[To be done]
Arrange the records below, from their first line through the line holding "x=149, y=202", inclusive, as a Markdown table with the columns Row and Line text, giving each line its own numbered row and omitting blank lines. Leave the pictures out of the table.

[Information supplied]
######

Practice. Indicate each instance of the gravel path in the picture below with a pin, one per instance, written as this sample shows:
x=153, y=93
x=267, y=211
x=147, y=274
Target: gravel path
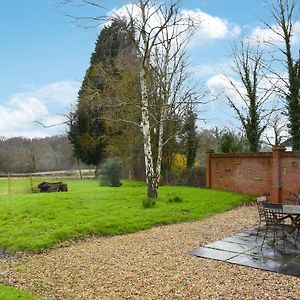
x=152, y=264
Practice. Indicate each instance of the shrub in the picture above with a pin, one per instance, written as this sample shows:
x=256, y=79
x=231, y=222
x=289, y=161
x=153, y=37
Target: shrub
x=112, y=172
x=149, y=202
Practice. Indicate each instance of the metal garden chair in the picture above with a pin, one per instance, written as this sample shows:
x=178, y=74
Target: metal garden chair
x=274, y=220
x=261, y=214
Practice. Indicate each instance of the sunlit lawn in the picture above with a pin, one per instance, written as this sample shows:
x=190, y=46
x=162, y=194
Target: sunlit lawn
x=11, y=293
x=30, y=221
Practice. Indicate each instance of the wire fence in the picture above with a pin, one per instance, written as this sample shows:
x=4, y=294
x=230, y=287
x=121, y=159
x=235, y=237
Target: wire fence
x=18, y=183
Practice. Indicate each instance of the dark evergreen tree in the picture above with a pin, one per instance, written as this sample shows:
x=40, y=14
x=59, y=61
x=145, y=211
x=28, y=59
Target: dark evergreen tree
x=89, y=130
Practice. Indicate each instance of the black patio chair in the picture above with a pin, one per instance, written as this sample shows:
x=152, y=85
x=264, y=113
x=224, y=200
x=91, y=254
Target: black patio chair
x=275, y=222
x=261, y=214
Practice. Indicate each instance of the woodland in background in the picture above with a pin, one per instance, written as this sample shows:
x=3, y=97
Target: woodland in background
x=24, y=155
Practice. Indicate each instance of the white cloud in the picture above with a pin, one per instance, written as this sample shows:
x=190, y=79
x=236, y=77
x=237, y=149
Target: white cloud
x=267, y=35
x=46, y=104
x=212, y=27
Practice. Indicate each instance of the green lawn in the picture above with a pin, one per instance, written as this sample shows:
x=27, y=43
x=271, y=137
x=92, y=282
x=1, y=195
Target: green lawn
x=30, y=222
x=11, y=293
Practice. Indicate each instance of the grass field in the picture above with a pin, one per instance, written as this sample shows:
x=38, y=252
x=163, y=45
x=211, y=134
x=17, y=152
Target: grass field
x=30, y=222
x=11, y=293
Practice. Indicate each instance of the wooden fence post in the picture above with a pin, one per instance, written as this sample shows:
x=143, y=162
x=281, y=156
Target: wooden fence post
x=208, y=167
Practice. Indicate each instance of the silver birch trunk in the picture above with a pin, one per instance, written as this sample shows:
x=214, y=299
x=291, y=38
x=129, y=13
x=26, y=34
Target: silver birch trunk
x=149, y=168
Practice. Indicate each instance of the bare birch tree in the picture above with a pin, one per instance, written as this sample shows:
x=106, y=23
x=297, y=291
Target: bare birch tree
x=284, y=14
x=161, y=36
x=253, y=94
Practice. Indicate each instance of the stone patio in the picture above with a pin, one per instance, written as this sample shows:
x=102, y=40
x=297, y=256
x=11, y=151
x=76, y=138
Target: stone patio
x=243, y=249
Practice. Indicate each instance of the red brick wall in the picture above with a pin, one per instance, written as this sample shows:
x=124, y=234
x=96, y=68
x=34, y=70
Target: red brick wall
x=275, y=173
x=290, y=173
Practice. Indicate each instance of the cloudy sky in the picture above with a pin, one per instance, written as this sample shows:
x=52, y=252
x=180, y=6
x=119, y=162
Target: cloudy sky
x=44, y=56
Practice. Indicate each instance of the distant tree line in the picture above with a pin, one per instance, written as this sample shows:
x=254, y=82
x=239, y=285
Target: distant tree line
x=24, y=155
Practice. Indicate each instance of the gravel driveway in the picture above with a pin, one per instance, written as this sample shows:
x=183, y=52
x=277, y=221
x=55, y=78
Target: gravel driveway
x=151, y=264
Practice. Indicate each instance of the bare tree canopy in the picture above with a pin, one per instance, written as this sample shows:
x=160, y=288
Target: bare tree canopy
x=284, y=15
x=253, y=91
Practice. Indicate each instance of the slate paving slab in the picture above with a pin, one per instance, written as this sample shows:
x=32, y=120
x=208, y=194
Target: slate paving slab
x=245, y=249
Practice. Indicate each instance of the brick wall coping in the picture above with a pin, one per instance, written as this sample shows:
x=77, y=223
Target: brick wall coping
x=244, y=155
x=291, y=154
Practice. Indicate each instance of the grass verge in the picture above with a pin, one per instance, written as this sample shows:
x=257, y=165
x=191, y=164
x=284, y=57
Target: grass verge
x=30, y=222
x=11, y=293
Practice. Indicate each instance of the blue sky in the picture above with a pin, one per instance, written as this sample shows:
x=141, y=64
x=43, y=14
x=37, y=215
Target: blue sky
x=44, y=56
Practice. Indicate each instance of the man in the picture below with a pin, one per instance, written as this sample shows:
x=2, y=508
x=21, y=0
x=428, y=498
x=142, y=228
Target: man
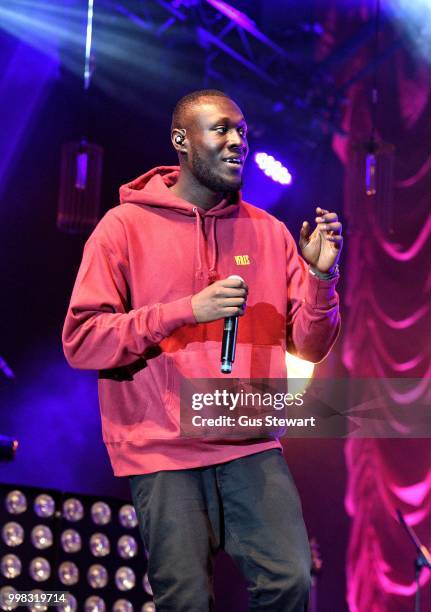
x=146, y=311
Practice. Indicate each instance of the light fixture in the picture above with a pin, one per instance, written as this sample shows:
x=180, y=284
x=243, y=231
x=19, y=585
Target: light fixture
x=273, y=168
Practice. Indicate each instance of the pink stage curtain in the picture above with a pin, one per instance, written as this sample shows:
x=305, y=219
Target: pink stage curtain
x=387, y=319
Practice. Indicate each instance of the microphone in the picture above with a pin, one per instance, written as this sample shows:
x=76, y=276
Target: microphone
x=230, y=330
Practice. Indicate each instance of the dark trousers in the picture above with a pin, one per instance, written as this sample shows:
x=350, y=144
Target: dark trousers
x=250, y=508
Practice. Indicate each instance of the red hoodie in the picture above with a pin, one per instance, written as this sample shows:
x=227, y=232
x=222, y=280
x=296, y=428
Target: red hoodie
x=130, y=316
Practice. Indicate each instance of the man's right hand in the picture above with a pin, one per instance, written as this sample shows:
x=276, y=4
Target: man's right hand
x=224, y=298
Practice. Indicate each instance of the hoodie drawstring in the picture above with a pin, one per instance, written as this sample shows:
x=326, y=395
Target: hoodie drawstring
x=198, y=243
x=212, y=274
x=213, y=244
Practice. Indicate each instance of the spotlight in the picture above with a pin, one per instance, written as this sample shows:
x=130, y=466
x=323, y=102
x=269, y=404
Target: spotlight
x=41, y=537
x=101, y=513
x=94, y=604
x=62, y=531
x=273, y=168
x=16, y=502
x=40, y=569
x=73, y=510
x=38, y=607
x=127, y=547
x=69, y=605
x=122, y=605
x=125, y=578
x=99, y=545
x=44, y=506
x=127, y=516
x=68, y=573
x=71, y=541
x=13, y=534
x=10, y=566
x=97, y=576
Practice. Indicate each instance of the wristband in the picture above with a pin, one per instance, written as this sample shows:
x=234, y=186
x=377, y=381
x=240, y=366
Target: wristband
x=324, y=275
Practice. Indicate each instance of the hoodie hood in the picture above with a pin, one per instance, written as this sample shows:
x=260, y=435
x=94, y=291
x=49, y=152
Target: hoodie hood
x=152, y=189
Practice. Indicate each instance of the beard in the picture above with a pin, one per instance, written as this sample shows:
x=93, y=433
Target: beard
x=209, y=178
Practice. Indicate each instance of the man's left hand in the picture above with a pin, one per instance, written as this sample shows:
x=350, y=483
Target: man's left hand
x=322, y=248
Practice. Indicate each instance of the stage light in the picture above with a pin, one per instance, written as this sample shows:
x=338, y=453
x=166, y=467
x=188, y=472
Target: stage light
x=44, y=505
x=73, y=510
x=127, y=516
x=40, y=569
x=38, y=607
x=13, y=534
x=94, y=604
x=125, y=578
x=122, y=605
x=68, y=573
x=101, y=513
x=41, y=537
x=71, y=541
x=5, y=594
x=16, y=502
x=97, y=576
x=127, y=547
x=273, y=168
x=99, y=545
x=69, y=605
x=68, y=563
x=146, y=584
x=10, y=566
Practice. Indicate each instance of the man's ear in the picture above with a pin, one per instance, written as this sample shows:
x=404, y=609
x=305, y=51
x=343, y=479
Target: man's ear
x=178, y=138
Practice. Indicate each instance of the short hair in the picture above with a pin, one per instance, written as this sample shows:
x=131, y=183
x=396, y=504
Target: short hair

######

[Solution for this task]
| Row | Line text |
|---|---|
| 1 | Practice. Indicate each instance of the gravel path in the picture below with a pin, one per instance, written as this sample shows: |
| 2 | x=153, y=93 |
| 3 | x=267, y=211 |
| 4 | x=147, y=274 |
| 5 | Target: gravel path |
| 6 | x=152, y=264 |
| 7 | Practice. Indicate each instance of the shrub in the picture above with a pin, one per instance, written as this sample shows: |
| 8 | x=256, y=79 |
| 9 | x=231, y=222 |
| 10 | x=289, y=161 |
| 11 | x=153, y=37 |
| 12 | Target: shrub |
| 13 | x=112, y=172 |
| 14 | x=149, y=202 |